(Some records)
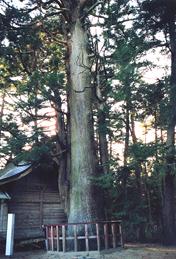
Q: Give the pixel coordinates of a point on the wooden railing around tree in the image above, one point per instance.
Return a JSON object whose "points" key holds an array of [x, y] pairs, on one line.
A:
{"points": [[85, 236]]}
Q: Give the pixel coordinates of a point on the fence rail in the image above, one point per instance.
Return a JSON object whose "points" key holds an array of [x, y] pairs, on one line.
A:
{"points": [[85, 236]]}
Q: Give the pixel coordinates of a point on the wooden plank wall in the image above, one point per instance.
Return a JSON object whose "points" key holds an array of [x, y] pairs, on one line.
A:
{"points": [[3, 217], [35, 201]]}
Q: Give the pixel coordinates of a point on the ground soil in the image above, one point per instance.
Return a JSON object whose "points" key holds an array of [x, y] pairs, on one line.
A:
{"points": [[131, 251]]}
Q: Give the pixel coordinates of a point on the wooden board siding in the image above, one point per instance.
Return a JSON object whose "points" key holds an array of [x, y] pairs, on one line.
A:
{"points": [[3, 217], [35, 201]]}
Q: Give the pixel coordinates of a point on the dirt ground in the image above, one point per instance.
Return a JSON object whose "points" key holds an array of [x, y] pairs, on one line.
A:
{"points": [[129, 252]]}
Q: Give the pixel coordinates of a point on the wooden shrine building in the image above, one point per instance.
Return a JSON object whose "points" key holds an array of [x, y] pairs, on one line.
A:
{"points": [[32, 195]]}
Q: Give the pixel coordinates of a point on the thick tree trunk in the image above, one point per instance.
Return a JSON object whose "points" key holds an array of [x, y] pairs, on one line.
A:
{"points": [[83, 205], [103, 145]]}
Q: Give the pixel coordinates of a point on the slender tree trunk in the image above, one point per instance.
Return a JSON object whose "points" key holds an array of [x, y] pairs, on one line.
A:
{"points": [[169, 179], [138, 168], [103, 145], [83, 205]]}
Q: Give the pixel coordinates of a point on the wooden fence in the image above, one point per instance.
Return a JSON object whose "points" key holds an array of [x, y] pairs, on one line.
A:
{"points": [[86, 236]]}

TASK DIRECTIONS:
Pictures are excluded; copy all other data exactly as shown.

EXPECTED ANSWER:
Q: Give the pixel coordinates of a point on the wooden railing around tree in the image above, one point per instance.
Return a JSON object whose "points" key holds an array of [x, y] pairs, on one line.
A:
{"points": [[85, 236]]}
Q: Give the pixel coordinates of a point on the fence rail in the image above, one point per instance.
Return a JSON object whose "points" key holds an array of [x, y] pairs, on one line.
A:
{"points": [[85, 236]]}
Q: Give the pixel coordinates of a point on the wooden plank wall in the image above, one point per instance.
Return a JSON object whose "points" key holds an array of [x, y] pairs, on one line.
A:
{"points": [[3, 217], [35, 201]]}
Q: Give the pixel coordinates of a point on the ground soil in the image above, one point per instance.
Return a JSON object whose "points" key holds an array of [x, y] pairs, on one line.
A:
{"points": [[131, 251]]}
Q: Give the pixel coordinates of a point on the wooden board siding in the image above, one point per instance.
Return a JSON object whose "points" key holds an array of [x, y] pairs, on one line.
A:
{"points": [[3, 217], [35, 201]]}
Q: Give the pixel coordinates of a point on the dirt ground in the image above, one point per instance.
Return a JSON object whose "points" key holds an array of [x, y] pairs, on one line.
A:
{"points": [[129, 252]]}
Q: Give the pixel coordinates of a point on the wooden shrine building in the image above, one point per instance.
Return a JSON object whose "points" key holds an array of [x, y] pairs, on one line.
A:
{"points": [[32, 195]]}
Q: Give the pixel coordinates of a point on the thick tree trunk in the image above, one point per instance.
Return a JSON object whose "points" key holds an array of [x, y] pairs, on one line.
A:
{"points": [[83, 205], [103, 145]]}
Q: Give the pixel coordinates of a point on the slender tree trunk in the image above, one point per instance.
Return a JSON object whose "points" key holds an array of [x, y] pairs, on one line.
A:
{"points": [[169, 179], [138, 168], [103, 145], [83, 205]]}
Q: Give the pixel coordinates of a point on the wooden fence in the image above, one point per instance.
Return a JSON object whose "points" key holds an array of [x, y] pairs, on one line.
A:
{"points": [[86, 236]]}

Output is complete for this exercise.